→ **Objective**:
Present the lines as a Markdown table with the columns Index and Line, numbering each row and leaving out blank lines. Include only the stretch that opens with the line containing "Extract necktie locations." and continues through the end of the lines, with both ends included.

========================================

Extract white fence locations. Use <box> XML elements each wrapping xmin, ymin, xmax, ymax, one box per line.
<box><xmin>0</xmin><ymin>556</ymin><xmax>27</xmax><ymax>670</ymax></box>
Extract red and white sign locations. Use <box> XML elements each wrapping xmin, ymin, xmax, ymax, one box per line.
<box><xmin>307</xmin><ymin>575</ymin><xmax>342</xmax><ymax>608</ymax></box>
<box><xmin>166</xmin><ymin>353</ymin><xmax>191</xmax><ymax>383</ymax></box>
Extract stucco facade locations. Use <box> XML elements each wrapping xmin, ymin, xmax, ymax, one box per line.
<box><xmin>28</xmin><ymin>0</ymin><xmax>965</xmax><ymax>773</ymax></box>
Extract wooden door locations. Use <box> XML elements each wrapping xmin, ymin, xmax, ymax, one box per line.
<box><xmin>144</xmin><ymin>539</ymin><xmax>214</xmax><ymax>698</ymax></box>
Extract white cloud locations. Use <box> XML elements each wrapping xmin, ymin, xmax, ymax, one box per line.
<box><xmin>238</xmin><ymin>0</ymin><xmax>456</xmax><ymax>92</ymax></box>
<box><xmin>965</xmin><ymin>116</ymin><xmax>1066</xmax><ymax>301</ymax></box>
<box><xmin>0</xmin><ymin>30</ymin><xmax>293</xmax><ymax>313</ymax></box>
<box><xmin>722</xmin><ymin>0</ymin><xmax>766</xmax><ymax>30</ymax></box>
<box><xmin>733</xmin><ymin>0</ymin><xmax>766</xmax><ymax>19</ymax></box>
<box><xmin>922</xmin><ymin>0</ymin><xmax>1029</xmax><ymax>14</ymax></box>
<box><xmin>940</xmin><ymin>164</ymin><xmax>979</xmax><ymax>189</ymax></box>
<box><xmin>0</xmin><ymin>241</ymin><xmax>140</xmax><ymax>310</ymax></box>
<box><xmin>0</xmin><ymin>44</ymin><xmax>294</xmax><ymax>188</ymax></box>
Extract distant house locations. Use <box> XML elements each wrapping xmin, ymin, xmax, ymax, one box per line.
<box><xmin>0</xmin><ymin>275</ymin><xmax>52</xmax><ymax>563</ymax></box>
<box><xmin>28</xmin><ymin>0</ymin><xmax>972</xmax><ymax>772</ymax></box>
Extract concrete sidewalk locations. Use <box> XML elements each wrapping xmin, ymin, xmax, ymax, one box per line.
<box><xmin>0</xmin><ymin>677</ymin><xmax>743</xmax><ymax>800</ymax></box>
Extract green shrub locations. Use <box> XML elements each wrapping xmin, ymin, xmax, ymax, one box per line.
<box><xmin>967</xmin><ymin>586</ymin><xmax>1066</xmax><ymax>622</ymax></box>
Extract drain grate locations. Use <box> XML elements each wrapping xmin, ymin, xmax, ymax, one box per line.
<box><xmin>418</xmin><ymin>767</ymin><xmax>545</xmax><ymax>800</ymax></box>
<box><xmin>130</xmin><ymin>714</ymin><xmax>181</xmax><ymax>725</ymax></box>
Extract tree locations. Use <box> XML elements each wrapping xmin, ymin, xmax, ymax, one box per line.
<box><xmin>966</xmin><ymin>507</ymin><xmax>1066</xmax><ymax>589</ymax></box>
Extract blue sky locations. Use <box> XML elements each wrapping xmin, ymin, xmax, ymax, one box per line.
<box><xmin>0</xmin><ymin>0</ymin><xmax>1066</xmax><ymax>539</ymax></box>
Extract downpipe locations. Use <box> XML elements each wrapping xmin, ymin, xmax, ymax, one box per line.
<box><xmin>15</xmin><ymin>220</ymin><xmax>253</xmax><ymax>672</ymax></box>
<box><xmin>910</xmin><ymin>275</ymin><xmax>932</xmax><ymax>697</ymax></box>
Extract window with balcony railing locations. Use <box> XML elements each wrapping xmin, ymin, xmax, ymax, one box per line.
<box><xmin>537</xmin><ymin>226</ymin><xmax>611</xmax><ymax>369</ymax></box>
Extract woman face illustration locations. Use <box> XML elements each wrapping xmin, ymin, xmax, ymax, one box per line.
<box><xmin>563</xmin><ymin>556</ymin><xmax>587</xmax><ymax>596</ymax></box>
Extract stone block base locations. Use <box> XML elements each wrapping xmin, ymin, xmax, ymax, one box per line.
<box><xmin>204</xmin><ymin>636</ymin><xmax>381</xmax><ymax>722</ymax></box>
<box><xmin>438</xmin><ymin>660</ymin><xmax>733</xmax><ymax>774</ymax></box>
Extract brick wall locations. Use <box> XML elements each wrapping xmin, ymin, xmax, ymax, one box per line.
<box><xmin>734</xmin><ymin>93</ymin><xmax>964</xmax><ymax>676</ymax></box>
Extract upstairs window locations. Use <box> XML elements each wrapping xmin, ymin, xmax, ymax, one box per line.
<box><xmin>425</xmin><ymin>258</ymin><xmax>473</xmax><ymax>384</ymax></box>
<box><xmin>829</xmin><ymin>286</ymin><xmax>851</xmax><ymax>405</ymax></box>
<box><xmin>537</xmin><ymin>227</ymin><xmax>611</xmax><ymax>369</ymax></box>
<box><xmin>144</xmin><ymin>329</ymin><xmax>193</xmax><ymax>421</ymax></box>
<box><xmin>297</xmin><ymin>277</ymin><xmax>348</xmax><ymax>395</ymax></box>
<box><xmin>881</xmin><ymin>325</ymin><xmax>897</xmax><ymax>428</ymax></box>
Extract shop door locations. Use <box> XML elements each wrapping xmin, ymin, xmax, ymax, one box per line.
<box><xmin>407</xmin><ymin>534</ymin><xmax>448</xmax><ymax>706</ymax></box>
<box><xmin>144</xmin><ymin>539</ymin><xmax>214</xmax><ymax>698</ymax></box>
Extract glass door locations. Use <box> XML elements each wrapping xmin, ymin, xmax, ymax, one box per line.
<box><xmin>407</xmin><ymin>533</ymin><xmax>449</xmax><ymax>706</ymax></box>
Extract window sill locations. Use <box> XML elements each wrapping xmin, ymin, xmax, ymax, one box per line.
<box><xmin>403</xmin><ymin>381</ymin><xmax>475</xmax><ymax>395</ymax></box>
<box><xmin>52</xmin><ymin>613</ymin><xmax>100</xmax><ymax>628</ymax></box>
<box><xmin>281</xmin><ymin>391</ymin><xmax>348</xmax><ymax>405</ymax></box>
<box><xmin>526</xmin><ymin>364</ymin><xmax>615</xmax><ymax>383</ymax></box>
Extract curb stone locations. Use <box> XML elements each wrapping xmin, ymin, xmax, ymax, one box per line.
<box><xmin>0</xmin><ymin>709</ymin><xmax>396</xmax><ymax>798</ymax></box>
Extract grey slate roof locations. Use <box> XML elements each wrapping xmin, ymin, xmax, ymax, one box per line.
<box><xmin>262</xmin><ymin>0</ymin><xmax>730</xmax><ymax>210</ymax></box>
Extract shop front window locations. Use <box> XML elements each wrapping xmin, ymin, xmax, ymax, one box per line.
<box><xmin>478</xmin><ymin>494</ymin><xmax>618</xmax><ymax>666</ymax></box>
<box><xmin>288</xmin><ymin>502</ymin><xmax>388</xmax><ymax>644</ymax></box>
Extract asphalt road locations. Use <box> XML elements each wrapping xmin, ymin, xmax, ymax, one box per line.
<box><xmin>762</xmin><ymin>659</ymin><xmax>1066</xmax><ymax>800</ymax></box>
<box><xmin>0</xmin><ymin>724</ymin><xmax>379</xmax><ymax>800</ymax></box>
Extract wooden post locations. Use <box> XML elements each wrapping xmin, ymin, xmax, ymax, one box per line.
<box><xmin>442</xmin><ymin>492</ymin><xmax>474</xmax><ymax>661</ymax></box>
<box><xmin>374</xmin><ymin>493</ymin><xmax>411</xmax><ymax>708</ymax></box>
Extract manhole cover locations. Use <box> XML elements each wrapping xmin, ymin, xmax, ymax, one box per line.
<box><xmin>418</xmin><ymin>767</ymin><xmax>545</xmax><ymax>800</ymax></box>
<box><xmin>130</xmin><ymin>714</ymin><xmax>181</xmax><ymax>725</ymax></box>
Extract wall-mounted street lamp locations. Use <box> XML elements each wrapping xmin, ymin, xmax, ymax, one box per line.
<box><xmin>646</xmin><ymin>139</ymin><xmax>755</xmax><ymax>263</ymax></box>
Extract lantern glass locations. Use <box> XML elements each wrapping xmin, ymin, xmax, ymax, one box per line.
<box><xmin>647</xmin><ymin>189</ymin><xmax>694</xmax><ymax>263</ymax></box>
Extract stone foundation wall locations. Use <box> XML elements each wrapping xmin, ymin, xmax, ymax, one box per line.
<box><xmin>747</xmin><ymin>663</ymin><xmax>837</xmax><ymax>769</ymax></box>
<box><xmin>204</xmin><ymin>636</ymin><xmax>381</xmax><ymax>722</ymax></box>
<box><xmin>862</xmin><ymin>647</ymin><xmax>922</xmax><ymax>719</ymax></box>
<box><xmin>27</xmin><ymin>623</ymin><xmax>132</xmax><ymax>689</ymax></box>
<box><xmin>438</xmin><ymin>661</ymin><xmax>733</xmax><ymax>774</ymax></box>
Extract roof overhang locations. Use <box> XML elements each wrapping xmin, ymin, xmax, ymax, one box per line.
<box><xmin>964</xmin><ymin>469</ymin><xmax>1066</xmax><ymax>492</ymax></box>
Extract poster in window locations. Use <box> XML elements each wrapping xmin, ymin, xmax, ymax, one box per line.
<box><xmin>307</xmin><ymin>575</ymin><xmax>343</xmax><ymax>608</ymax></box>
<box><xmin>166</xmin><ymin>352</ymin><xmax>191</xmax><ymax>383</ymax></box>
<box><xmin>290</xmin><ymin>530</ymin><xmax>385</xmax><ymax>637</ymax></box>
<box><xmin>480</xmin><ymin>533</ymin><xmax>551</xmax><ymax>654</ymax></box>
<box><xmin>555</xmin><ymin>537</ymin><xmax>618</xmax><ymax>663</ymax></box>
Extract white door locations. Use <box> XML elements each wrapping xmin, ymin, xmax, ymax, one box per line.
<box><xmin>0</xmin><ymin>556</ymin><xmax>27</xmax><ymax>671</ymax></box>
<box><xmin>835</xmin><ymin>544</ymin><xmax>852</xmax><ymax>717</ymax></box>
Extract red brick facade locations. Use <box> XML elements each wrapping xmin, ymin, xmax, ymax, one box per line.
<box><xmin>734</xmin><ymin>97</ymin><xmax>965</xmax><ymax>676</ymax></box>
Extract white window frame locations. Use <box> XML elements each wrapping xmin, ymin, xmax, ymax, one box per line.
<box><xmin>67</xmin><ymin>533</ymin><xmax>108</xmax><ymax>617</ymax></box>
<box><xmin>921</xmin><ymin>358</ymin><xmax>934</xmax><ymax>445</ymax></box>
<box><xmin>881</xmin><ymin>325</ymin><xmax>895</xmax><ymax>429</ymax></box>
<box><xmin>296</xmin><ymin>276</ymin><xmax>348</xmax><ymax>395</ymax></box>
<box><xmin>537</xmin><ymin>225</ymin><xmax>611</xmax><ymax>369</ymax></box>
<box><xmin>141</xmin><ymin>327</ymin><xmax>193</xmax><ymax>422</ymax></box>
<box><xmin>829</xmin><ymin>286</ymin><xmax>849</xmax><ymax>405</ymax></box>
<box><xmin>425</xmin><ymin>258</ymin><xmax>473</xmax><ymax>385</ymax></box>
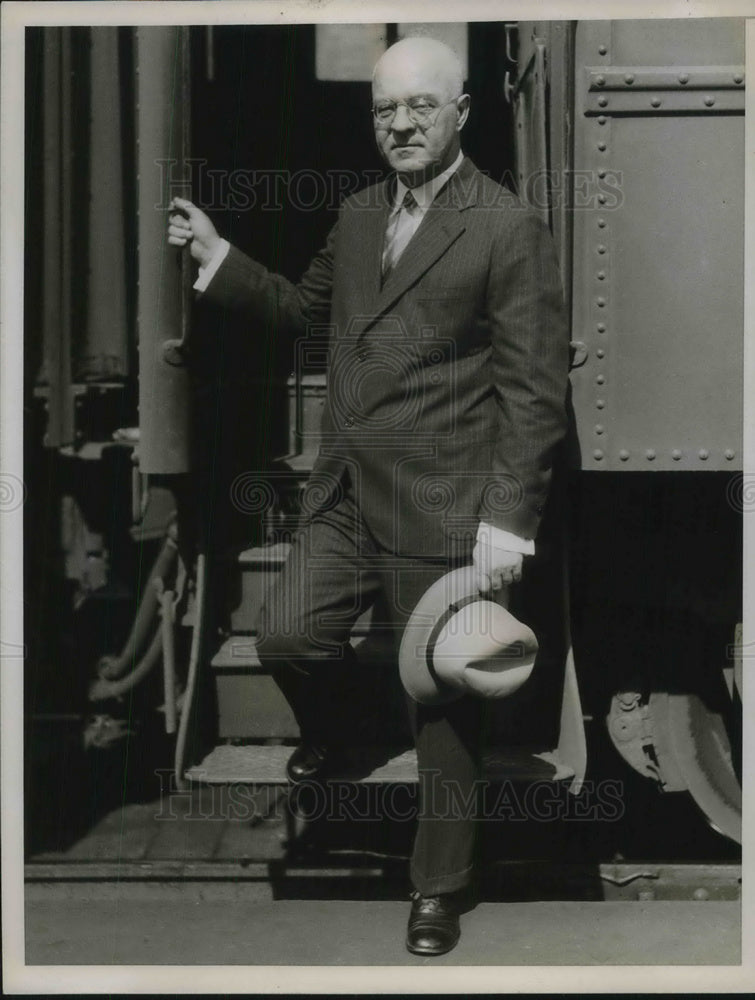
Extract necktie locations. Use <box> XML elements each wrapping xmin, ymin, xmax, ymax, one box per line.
<box><xmin>383</xmin><ymin>191</ymin><xmax>419</xmax><ymax>278</ymax></box>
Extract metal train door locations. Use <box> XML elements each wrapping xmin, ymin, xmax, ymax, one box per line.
<box><xmin>516</xmin><ymin>18</ymin><xmax>744</xmax><ymax>840</ymax></box>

========================================

→ **Task result**:
| Index | Line |
|---|---|
| 1 | Extract necktie locations. Use <box> XML elements each wrapping xmin, ymin, xmax, ymax, one box per line. |
| 2 | <box><xmin>383</xmin><ymin>191</ymin><xmax>419</xmax><ymax>278</ymax></box> |
| 3 | Extract metal train door locations. Use <box> XML elements each wrapping xmin, ymin, xmax, ymax, one box per line. |
| 4 | <box><xmin>516</xmin><ymin>18</ymin><xmax>744</xmax><ymax>840</ymax></box> |